ACTIVITY: Every line of the data that includes "woman" should be copied out.

MATERIAL PROVIDED:
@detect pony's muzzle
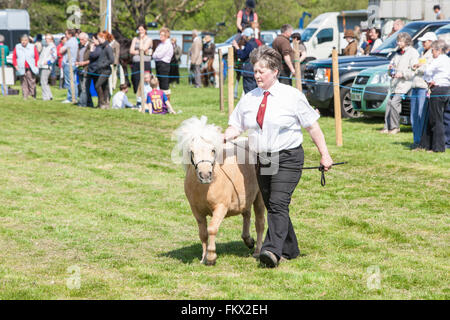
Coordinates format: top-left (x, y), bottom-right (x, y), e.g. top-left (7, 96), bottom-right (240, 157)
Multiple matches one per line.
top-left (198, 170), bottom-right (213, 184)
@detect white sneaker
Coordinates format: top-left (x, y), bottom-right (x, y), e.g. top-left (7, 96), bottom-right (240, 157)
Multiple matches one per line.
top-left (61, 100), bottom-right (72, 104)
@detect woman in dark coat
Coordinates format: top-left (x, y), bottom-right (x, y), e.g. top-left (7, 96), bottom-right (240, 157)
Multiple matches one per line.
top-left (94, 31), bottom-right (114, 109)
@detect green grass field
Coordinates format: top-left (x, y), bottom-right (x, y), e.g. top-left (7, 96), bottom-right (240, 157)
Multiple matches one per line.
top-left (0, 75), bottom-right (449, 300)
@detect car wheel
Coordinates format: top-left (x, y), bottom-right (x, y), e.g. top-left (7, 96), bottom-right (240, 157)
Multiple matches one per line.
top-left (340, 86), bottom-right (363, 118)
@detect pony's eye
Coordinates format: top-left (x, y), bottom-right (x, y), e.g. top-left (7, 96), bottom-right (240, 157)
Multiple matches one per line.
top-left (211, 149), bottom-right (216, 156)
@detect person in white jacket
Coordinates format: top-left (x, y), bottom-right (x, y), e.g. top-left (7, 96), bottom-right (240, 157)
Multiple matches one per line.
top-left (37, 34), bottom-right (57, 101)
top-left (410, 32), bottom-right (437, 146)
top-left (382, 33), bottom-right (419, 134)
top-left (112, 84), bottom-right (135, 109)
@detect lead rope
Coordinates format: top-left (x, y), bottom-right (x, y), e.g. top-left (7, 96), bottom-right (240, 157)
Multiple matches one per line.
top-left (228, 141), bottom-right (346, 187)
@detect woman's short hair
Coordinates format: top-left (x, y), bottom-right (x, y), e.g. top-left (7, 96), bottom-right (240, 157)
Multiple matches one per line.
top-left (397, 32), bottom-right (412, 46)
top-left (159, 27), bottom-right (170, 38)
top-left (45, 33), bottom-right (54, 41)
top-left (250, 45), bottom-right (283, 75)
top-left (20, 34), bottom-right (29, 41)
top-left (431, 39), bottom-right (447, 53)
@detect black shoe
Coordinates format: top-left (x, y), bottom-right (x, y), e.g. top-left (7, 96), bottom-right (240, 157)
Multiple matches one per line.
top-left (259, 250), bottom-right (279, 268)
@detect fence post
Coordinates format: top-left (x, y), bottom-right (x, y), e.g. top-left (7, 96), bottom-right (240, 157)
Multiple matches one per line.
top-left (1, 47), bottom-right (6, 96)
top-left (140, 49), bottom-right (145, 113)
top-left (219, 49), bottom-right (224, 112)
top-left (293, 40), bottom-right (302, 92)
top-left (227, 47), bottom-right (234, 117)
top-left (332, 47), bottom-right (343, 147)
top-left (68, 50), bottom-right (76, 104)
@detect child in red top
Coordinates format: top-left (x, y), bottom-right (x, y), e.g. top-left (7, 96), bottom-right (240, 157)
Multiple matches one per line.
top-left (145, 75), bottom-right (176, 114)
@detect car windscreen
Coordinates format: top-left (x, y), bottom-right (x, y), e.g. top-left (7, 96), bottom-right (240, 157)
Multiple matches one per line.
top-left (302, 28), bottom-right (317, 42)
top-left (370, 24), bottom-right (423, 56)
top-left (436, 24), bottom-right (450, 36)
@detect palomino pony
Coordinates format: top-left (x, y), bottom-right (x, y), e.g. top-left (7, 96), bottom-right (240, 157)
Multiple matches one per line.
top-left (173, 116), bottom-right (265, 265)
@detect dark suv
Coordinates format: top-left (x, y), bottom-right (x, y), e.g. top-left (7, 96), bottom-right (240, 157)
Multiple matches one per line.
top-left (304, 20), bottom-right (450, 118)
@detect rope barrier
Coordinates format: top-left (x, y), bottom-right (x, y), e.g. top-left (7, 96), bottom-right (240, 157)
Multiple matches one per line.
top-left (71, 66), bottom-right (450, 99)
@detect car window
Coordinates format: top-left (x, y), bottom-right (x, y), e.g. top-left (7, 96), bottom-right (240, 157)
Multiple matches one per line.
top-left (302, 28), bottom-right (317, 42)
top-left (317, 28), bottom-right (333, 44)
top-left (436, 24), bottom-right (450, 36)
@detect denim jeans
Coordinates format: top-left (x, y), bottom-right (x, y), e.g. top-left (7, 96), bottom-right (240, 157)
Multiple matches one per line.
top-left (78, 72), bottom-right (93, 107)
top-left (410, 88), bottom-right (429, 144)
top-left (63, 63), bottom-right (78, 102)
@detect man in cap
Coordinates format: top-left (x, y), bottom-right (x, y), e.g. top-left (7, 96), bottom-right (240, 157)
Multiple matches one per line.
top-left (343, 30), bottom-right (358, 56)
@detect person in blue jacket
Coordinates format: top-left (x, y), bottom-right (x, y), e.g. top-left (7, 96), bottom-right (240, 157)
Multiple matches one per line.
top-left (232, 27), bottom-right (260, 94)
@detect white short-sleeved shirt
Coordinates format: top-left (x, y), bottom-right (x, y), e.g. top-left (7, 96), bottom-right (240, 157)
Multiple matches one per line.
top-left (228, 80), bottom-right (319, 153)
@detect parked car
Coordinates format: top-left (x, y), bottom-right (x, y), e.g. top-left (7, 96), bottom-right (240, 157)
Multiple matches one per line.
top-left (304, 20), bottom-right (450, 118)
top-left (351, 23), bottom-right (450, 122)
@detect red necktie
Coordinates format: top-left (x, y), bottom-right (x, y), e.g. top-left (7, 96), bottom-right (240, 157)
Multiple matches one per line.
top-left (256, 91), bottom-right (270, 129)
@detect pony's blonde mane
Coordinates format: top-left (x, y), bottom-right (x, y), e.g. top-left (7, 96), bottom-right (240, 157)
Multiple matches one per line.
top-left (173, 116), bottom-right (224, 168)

* * *

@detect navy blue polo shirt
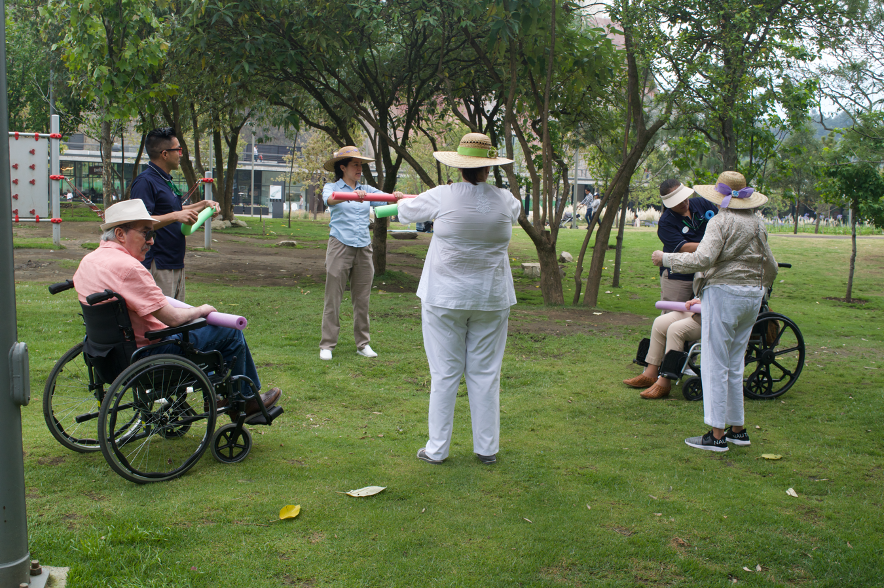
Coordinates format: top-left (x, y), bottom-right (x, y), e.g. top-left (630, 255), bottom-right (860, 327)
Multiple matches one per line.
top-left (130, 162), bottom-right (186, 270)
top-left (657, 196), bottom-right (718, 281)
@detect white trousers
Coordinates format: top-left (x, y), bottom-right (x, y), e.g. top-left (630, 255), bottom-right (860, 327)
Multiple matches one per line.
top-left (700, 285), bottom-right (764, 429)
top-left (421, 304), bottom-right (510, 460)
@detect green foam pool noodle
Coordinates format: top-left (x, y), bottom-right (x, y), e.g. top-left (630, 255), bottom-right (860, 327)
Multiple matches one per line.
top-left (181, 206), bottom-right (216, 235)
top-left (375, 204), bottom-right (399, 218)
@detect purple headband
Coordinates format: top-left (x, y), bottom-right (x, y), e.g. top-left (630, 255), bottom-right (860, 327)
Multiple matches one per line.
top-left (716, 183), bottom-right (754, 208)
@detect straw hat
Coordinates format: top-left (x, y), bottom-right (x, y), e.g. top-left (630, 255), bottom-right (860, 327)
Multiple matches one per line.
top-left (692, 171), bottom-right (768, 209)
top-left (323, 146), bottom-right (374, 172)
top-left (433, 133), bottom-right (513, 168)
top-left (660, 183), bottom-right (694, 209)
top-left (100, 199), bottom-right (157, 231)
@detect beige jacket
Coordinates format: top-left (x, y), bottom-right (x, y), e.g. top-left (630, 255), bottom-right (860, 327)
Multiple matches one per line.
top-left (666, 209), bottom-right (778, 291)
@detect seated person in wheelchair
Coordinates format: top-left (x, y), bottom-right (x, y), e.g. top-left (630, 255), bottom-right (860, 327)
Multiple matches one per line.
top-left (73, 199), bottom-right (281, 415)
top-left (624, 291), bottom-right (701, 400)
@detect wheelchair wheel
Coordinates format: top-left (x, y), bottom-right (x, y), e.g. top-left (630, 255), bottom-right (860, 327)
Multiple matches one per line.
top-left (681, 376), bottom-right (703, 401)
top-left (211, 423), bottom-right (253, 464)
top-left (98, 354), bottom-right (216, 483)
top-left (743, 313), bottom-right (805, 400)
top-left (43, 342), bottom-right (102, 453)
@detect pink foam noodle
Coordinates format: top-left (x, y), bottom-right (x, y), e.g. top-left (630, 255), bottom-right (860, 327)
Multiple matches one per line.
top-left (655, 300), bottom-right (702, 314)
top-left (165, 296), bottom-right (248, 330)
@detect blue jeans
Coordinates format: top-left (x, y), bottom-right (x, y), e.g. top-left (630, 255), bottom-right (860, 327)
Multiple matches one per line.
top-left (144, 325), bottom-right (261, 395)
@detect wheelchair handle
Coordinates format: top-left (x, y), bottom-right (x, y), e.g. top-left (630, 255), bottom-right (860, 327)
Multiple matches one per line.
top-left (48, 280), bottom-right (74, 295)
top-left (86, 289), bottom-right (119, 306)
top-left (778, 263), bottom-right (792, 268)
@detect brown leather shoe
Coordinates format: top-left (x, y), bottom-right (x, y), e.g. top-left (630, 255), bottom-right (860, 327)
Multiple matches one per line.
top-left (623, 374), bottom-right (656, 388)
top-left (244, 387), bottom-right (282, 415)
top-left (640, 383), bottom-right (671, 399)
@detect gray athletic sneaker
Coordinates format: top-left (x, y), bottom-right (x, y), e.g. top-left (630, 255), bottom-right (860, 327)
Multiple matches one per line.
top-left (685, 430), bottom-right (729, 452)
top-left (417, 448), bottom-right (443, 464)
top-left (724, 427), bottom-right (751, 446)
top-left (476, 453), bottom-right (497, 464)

SOLUTION:
@detect woman in dark coat
@detect woman's short hair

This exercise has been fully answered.